* **Task to carry out**:
Will you quote only the lines starting at the one that contains "Reviewer note: check that each instance of the dog's muzzle" and ending with the last line of the listing below, inclusive?

* **Information supplied**:
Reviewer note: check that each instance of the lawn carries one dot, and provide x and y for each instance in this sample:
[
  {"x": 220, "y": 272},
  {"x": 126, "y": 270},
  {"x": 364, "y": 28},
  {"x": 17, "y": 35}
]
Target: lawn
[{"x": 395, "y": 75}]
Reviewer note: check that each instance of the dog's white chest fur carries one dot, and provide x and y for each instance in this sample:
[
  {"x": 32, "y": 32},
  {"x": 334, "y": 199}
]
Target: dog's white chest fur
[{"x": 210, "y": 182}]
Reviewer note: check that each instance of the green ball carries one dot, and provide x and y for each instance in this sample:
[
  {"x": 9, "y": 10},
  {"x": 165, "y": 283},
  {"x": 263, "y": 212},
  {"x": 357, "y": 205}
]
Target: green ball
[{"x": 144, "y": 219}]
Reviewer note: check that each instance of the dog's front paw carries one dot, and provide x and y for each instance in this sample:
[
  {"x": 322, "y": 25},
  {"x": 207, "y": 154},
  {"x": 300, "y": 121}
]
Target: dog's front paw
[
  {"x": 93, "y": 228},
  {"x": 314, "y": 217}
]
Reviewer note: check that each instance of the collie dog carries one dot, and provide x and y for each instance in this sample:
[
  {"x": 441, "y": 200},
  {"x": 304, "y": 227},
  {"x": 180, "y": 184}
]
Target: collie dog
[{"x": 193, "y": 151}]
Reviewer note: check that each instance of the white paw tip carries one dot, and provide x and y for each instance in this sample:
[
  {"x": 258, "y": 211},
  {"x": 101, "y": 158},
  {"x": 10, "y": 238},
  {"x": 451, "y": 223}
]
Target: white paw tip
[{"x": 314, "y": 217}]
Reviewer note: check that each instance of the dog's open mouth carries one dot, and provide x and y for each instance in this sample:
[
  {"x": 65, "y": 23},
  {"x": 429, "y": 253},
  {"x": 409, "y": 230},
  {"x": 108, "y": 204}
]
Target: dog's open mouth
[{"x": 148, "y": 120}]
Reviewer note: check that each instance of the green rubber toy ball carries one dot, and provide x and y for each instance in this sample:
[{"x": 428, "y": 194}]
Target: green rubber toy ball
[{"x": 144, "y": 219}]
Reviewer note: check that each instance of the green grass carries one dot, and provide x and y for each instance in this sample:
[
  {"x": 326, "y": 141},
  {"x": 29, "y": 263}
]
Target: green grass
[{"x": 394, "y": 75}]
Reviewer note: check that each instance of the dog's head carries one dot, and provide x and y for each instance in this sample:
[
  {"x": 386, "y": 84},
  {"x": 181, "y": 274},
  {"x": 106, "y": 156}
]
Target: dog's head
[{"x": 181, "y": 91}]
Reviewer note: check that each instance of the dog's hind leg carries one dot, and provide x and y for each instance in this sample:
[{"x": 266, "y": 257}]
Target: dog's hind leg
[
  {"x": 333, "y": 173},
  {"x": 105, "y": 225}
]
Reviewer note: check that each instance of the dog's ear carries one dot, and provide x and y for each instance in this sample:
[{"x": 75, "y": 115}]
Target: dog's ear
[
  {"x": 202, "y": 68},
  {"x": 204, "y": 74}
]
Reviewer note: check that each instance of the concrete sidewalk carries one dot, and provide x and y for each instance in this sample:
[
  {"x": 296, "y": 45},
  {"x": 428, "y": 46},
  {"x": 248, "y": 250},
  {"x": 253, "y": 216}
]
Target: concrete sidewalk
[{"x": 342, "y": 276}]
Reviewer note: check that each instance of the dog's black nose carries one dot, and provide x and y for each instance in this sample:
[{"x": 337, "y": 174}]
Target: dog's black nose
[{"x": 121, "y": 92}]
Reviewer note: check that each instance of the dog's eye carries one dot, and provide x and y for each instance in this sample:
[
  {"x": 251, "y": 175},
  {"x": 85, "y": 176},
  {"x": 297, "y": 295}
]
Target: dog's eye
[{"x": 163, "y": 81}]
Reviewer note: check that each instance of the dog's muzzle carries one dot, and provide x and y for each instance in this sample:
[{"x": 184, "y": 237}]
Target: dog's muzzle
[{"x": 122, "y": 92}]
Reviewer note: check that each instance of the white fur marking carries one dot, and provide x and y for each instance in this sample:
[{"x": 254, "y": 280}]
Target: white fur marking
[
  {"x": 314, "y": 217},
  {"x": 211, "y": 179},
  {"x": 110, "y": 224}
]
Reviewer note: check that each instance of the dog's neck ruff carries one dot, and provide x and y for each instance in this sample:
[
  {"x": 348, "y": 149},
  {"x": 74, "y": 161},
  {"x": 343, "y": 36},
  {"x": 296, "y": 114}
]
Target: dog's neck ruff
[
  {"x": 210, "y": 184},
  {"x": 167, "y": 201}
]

* **Task result**:
Reviewer note: check that each instance of the dog's muzzle carries one dot, and provide x and y for each instance in this sample:
[{"x": 184, "y": 237}]
Target: dog's muzzle
[{"x": 122, "y": 92}]
Reviewer note: check that each instance of the white fur marking carries one dot, and provide x and y for each instance in this sample:
[{"x": 254, "y": 280}]
Target: white fur marking
[
  {"x": 314, "y": 217},
  {"x": 211, "y": 179},
  {"x": 110, "y": 224}
]
Reviewer note: check that each instance of the dog's neck ruff carries one dot, and provide x and y for each instance in this sample:
[
  {"x": 348, "y": 149},
  {"x": 74, "y": 161},
  {"x": 343, "y": 36},
  {"x": 296, "y": 114}
]
Target: dog's neck ruff
[
  {"x": 210, "y": 184},
  {"x": 167, "y": 201}
]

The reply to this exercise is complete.